§ WORK TO BE COMPLETED
Copy out every one of the entries below word for word, leaving the pictures out of your answer.

Saved records
[start]

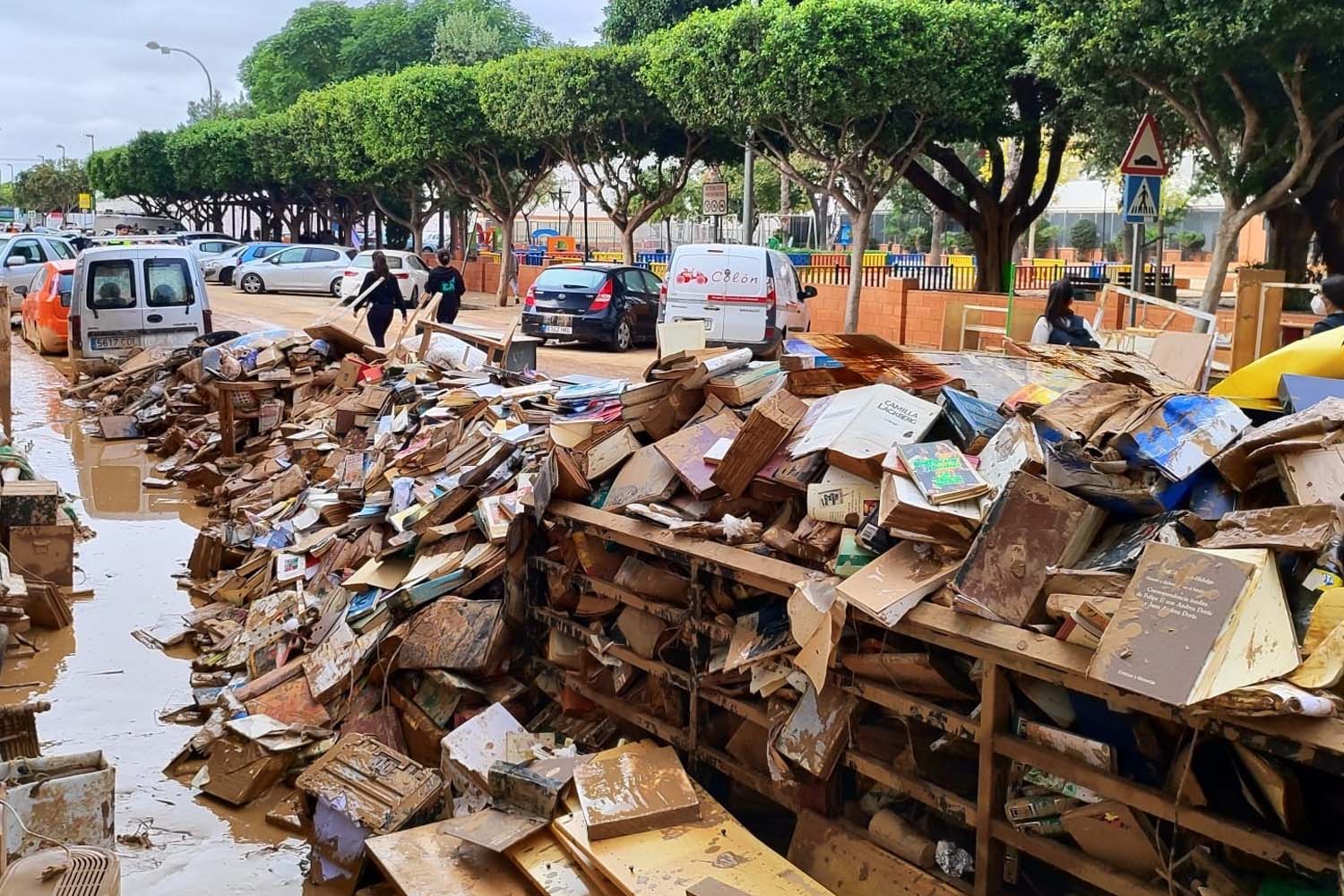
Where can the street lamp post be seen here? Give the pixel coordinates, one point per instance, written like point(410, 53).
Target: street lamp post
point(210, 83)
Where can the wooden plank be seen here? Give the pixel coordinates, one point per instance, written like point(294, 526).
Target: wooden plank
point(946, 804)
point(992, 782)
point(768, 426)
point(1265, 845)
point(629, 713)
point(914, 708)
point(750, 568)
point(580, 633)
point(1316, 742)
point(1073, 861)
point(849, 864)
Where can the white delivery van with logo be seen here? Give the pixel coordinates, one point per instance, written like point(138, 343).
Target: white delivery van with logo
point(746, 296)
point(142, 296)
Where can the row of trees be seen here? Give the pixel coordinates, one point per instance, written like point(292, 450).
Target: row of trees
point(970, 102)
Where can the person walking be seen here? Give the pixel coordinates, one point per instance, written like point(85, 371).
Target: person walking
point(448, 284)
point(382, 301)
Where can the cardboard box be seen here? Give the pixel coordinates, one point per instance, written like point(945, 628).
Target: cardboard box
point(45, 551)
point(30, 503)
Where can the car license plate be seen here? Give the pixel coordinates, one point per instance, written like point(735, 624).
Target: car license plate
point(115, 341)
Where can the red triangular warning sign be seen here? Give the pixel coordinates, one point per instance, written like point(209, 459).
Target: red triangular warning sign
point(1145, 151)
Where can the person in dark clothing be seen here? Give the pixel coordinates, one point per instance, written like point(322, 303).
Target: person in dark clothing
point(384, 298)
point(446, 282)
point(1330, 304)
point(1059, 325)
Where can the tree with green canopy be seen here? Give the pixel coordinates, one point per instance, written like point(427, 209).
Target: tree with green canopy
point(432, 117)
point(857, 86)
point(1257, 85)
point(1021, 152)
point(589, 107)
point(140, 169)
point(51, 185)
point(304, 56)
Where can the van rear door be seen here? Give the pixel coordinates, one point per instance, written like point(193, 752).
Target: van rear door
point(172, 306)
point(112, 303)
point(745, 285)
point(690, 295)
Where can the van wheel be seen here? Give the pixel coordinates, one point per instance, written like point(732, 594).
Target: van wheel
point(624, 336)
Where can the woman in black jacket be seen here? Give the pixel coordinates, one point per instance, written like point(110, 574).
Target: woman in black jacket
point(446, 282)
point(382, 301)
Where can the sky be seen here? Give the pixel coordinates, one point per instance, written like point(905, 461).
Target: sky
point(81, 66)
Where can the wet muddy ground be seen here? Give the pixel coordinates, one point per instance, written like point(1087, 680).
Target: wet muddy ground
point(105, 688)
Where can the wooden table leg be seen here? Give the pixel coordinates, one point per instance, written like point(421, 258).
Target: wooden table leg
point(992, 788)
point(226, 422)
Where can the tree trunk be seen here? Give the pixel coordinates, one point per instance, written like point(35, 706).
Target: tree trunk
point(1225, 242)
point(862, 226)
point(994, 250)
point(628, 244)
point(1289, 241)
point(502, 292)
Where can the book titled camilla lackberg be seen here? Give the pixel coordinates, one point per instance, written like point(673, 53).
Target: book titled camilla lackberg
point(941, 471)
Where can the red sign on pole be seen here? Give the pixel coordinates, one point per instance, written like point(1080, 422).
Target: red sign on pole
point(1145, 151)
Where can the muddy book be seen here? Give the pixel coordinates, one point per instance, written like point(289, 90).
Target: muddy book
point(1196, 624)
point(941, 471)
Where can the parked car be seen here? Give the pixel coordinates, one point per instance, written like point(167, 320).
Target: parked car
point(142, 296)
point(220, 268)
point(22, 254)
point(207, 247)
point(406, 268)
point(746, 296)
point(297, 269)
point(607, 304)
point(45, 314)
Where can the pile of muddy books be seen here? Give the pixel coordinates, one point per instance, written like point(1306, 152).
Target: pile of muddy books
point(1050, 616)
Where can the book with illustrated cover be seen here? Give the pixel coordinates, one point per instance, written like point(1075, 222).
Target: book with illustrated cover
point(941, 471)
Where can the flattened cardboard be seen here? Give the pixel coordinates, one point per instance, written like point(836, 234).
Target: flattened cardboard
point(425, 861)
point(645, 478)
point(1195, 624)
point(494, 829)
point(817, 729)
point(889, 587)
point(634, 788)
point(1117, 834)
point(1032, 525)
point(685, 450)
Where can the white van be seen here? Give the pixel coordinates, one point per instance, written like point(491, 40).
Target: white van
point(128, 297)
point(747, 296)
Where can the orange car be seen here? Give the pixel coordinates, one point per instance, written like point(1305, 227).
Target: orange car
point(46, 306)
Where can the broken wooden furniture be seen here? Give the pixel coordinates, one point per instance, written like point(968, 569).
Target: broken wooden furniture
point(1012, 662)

[end]

§ COMPLETED EXERCISE
Where can the street lamp post be seen here? Give the pixel coordinates, one point per instance, written like point(410, 53).
Target: street lamp post
point(210, 83)
Where can the wooden plank be seen here? Give the pixel coordinates, one point per instance, written like point(294, 526).
Target: wooden plank
point(946, 804)
point(992, 782)
point(768, 426)
point(1265, 845)
point(629, 713)
point(914, 708)
point(750, 568)
point(580, 633)
point(1316, 742)
point(1073, 861)
point(849, 864)
Where can the white delivery van with logo be seen here? Give the pixel coordinates, one point per instance, written like point(138, 343).
Target: white delivery van with logo
point(746, 296)
point(142, 296)
Where can the row of trees be seen here? Give the pixel coordinates, one point per instance, written like point(292, 450).
Target: row of trees
point(970, 102)
Where can the person walking be seen here? Give the pixel coordinates, one point per instance, written like point(85, 371).
Target: person walking
point(448, 284)
point(382, 301)
Where can the cardboard box be seen here? Give the pixel coordinates, one point per instance, written like point(945, 628).
Target: cardboard box
point(45, 551)
point(30, 503)
Where can the car license plate be seen here? Give the pixel coordinates, one point per instance, written like point(735, 624).
Target: car license plate
point(115, 341)
Where can the red triangular warning sign be seen here? Give the pixel coordinates, one point per instance, written like point(209, 459).
Target: red triangular warning sign
point(1145, 151)
Where can the person in dark clothing be seen here? Give the pixel coordinates, one point per instance, written like point(322, 303).
Target: person in dark clothing
point(384, 298)
point(446, 282)
point(1330, 304)
point(1059, 325)
Where can the tree with green canopy be seen here? Give the pixel coordinates, one point per instance, written like point(427, 209).
Target: tree with green canopy
point(432, 117)
point(857, 86)
point(1257, 85)
point(1021, 152)
point(589, 107)
point(140, 169)
point(51, 185)
point(304, 56)
Where can the van rear door be seen here? Give the pixel coordinates, one point per instance, written like point(193, 752).
Target: van rear door
point(172, 306)
point(112, 303)
point(745, 285)
point(690, 295)
Where can the van wheel be seen here? Give the pixel coordinates, one point per instance, written like point(732, 594).
Target: van wheel
point(624, 336)
Where can the woman in black jacket be seen here? Give the pixel coordinates, one point per instance, written like point(110, 574).
Target: woman in black jacket
point(446, 282)
point(382, 301)
Where can the sky be seen here? Give the pixel coordinates, one point per instance, written like point(905, 461).
Target: sky
point(81, 66)
Where can the wet muddy ground be seen here? Give the pixel coordinates, one point per instance, written like point(1087, 680).
Target: wet muddy ground
point(105, 688)
Where can the wooden table leg be seen here? Give the pixel coordinates, one point per instance, written like point(421, 258).
Target: wooden table leg
point(992, 788)
point(226, 422)
Where can the tree trunk be seen here? Give the pixel coordinates, one point per instance, written like point(35, 706).
Target: tree trunk
point(1225, 242)
point(862, 226)
point(994, 250)
point(628, 244)
point(1289, 241)
point(502, 292)
Where can the book titled camilla lackberg be seen here? Give the pixel coordinates, one point per instance, written like point(673, 53).
Target: book titled camilla lackberg
point(941, 471)
Where can the red sign on pole be seen here? Give the pixel coordinates, one point per instance, written like point(1080, 422).
Target: red sign on pole
point(1145, 151)
Where can the muddy book be seen here? Give the pixel coordinates, one point per instance, written like point(289, 90).
Target: muddy book
point(1196, 624)
point(941, 471)
Where can the parked car be seen here? Give the pixel coordinates, one point per instance, written like point(167, 320).
Target: parked car
point(142, 296)
point(220, 268)
point(22, 254)
point(207, 247)
point(406, 268)
point(746, 296)
point(297, 269)
point(607, 304)
point(45, 314)
Where can the pile of muddy books be seen here? Give the pixel coordinates, one point per instance, written like point(1306, 152).
Target: pile of muddy books
point(1050, 616)
Where can the book with illustrated cover be seen here? Give the pixel coordinates, one point per instance, written like point(1075, 222).
Target: book with illustrated cover
point(941, 471)
Where can the flattened cardboard be seen here? Give the pixel coordinates, one point per instance, written like point(836, 234).
Target: flattened cardboard
point(425, 861)
point(645, 478)
point(1195, 624)
point(494, 829)
point(817, 729)
point(889, 587)
point(634, 788)
point(1117, 834)
point(1032, 525)
point(685, 450)
Where can the white van be seen here? Give the pixel coordinates, one point per instance, written like point(491, 40).
Target: white van
point(128, 297)
point(747, 296)
Where can the orange car be seen here? Give the pixel coordinates, one point per instance, written like point(1305, 227).
Target: orange car
point(46, 306)
Where can the broken wooden furniture be seen here? Give the pixel coordinates, one point per instance, written like point(968, 569).
Target: broken wooden furniture
point(1012, 662)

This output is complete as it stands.